Copy each line of the records that includes "tissue".

:: Task material ::
- - -

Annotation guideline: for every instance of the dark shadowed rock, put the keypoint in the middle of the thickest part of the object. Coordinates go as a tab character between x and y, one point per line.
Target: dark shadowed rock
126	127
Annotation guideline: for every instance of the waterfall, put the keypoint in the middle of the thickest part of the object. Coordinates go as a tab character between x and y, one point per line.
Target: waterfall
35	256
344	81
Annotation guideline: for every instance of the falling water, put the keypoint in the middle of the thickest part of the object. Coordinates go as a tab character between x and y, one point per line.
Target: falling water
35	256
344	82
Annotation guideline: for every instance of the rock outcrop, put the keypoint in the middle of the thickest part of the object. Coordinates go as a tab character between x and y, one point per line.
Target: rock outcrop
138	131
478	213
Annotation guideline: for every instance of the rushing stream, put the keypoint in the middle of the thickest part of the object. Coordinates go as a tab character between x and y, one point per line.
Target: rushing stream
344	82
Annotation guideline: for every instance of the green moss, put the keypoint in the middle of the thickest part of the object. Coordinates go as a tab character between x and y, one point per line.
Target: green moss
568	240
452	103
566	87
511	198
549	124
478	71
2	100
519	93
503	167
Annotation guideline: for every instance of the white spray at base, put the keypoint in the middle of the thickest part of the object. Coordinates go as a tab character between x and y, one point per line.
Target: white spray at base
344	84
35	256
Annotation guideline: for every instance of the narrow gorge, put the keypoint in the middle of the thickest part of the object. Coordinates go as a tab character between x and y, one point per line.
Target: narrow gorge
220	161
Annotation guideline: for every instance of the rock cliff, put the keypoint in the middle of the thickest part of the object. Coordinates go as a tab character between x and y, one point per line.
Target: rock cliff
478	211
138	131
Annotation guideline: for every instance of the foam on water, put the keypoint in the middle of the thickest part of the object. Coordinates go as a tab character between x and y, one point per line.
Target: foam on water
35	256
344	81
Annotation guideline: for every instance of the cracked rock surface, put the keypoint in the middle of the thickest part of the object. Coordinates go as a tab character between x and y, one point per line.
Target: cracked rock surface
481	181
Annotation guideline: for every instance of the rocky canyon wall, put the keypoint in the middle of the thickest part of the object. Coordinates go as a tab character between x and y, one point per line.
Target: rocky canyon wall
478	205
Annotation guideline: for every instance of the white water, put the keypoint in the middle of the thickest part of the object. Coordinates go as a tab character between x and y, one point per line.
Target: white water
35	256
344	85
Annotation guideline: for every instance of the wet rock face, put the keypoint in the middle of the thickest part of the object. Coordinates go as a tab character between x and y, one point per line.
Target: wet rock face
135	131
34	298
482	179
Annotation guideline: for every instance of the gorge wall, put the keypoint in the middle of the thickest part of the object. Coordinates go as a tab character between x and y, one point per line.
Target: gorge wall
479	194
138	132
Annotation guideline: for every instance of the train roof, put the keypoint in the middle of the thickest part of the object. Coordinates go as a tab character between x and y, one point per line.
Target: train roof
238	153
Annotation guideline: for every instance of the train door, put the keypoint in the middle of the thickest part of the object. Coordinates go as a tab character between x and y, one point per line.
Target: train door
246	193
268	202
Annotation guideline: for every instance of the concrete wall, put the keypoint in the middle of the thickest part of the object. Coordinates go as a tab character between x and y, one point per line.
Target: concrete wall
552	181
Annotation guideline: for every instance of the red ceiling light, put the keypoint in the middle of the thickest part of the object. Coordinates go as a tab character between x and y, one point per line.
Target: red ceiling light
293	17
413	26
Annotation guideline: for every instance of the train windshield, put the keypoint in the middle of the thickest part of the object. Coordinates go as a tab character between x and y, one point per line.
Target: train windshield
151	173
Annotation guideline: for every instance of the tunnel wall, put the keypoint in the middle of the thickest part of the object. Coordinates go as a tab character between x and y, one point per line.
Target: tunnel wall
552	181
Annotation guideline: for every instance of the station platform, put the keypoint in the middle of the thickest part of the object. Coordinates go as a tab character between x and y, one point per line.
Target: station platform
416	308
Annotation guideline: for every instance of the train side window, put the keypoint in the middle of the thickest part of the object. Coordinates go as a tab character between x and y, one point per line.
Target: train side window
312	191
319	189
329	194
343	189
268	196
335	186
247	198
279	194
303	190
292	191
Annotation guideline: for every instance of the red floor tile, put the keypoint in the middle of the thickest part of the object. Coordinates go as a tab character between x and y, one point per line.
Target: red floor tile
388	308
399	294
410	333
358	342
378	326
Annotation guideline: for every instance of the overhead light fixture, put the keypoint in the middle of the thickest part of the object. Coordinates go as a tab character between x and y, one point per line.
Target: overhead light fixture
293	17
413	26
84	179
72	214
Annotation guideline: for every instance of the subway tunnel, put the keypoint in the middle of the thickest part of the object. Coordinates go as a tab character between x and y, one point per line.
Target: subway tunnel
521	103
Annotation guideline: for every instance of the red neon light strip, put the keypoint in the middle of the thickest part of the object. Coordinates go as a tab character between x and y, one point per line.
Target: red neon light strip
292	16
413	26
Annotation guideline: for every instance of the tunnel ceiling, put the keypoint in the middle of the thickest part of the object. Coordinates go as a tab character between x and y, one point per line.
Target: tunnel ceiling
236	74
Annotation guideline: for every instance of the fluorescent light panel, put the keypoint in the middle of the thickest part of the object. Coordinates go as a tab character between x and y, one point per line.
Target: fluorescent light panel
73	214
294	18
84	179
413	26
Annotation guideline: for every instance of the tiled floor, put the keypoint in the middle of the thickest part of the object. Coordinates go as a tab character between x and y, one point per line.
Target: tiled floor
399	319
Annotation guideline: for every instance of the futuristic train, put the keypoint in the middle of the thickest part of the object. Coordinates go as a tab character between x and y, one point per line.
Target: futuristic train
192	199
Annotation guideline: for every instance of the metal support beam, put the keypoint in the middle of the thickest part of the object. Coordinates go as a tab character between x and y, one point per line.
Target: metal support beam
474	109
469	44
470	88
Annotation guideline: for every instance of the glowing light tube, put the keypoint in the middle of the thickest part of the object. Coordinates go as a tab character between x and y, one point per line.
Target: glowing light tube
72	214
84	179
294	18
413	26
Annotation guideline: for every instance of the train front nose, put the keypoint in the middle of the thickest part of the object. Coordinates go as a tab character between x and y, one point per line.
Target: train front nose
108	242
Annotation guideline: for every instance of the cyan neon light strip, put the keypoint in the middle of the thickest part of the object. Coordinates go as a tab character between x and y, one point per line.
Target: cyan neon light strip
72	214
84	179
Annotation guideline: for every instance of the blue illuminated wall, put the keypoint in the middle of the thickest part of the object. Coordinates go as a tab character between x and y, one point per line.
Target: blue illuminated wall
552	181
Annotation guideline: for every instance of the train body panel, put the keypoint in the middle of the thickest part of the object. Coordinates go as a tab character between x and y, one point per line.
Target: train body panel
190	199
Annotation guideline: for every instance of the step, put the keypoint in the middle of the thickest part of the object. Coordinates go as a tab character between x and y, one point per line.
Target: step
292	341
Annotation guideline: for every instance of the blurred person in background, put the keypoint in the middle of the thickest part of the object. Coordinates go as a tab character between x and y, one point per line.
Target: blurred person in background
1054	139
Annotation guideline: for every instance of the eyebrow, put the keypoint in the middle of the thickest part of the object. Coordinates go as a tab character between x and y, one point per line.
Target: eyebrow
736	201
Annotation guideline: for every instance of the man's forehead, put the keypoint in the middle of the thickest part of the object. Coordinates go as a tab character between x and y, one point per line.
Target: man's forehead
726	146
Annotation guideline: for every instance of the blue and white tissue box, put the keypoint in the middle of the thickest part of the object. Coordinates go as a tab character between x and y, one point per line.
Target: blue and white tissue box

- - -

:: Reply ::
Annotation guideline: for every instance of the blue and white tissue box, put the keypoint in the middle of the thickest part of the object. Coordinates go as a tab character between x and y, one point per line.
Target: blue and white tissue box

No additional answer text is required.